**Instruction:**
Starting at the line containing "Each instance of the yellowish" and continuing to the end of the data, change "keypoint" to "landmark" and output those lines with nothing else altered.

(Source data)
——————————

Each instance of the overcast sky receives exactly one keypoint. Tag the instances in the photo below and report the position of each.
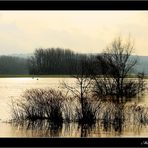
(80, 31)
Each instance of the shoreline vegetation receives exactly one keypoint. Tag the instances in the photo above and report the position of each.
(56, 76)
(101, 95)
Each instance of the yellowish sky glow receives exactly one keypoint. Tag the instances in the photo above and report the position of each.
(80, 31)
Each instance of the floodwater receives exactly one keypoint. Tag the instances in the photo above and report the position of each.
(13, 88)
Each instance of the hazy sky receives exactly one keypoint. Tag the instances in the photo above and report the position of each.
(80, 31)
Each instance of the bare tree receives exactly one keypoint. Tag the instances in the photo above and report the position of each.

——————————

**Task solution:**
Each instance of the yellowish sky glow receives exactly one landmark. Tag the instances in the photo above and report the position of each.
(80, 31)
Each instance of the floodwater receives exactly one landmark. Tag the instances in the photo above and report the position of each.
(13, 88)
Each instance of the hazy sky receives exactly one landmark. Tag the instances in the photo above and report the position of each.
(80, 31)
Each instance of the bare tree receives exactly one landmark. Tag the instances in the photo above and report the position of each.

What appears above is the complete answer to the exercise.